_Aufgabenstellung 1_
Stimmen die folgenden Aussagen mit dem Ausgangstext über Sahra Wagenknecht unten überein? Beantworte jede mit Ja oder Nein und zitiere die entscheidenden Worte des Ausgangstexts wörtlich.
(a) Wagenknecht war bis 2019 Fraktionsvorsitzende.
(b) Wagenknecht hat ihre Forderung aufgegeben, die Sanktionen gegen Russland zu beenden.
(c) Das Interview erschien in der Neuen Osnabrücker Zeitung.

_Ausgangstext_
↓↓↓
„Scholz muss mit Putin über Gas verhandeln“
Sahra Wagenknecht im Interview mit der Neuen Osnabrücker Zeitung, erschienen am 1. Oktober 2022
In der Krise sollte Bundeskanzler Scholz direkt mit Russland über die Wiederaufnahme der Gaslieferungen verhandeln. Das fordert die Linken-Politikerin Sahra Wagenknecht im Interview. Auch sonst hat die Ikone der Linken einige Forderungen, die bei ihrer Partei auf Widerstand stoßen. Ist die Linke noch ihre politische Heimat?
Wagenknecht hält etwa an ihrer umstrittenen Forderung fest, Sanktionen gegen Russland zu beenden. Strafmaßnahmen hätten katastrophale Folgen für die deutsche Wirtschaft und verfehlten ihr Ziel, Kremlchef Wladimir Putin zu einem schnellen Ende des Krieges zu bewegen, sagte die Politikerin. Damit bleibt sie bei ihrer Position, die innerhalb der Linke zu einem Richtungsstreit bis zu einer drohenden Spaltung geführt hatte, manche forderten ihren Ausschluss aus der Partei. Doch Wagenknecht, die bis 2019 Fraktionsvorsitzende war, sieht in der Linken immer noch ihre politische Heimat - und hat einen Wunsch an ihre Parteikollegen.
↑↑↑
_Aufgabenstellung 2_
Formatiere die Zeilen der Einträge als JSON-Liste von Zeichenketten, eine pro Zeile und ohne Leerzeilen. Nimm nur die Zeilen von der Zeile mit „Please mark the ponytail, one“ bis einschließlich zur letzten Zeile der Einträge.

_Eingabedaten_
↓↓↓
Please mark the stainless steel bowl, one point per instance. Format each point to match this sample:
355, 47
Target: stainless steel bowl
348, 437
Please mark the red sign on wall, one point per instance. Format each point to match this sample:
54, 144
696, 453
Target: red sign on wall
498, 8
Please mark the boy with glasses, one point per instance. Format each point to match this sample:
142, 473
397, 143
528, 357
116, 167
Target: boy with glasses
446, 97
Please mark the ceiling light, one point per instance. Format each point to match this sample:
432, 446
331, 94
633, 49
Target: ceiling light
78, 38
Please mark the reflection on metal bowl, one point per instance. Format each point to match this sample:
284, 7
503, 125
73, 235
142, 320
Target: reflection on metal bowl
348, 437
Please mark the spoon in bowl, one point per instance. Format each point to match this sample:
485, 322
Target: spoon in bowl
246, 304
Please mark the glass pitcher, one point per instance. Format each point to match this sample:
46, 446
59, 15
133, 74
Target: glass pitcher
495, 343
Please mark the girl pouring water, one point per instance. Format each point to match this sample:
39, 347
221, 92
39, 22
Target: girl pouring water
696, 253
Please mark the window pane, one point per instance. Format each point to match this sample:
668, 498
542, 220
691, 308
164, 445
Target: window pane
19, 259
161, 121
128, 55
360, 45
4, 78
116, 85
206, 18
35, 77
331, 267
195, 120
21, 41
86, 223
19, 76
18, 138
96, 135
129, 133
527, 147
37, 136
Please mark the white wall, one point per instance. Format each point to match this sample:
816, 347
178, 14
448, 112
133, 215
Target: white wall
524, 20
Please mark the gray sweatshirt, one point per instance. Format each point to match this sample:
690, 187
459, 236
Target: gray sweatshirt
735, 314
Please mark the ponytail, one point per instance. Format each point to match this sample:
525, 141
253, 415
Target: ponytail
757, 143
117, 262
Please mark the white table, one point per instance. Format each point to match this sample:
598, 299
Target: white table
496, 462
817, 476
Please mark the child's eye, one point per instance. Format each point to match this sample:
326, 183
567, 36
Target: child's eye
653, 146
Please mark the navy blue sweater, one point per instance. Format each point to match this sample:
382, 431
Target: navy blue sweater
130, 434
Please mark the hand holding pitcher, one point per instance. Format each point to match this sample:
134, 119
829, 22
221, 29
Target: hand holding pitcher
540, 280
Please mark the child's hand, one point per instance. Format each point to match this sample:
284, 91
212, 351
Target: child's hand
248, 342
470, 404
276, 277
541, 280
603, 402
↑↑↑
_Ausgabe 1_
(a) Ja: „die bis 2019 Fraktionsvorsitzende war“
(b) Nein: „Wagenknecht hält etwa an ihrer umstrittenen Forderung fest, Sanktionen gegen Russland zu beenden.“
(c) Ja: „im Interview mit der Neuen Osnabrücker Zeitung“

_Ausgabe 2_
[
  "Please mark the ponytail, one point per instance. Format each point to match this sample:",
  "525, 141",
  "253, 415",
  "Target: ponytail",
  "757, 143",
  "117, 262",
  "Please mark the white table, one point per instance. Format each point to match this sample:",
  "598, 299",
  "Target: white table",
  "496, 462",
  "817, 476",
  "Please mark the child's eye, one point per instance. Format each point to match this sample:",
  "326, 183",
  "567, 36",
  "Target: child's eye",
  "653, 146",
  "Please mark the navy blue sweater, one point per instance. Format each point to match this sample:",
  "382, 431",
  "Target: navy blue sweater",
  "130, 434",
  "Please mark the hand holding pitcher, one point per instance. Format each point to match this sample:",
  "134, 119",
  "829, 22",
  "221, 29",
  "Target: hand holding pitcher",
  "540, 280",
  "Please mark the child's hand, one point per instance. Format each point to match this sample:",
  "284, 91",
  "212, 351",
  "Target: child's hand",
  "248, 342",
  "470, 404",
  "276, 277",
  "541, 280",
  "603, 402"
]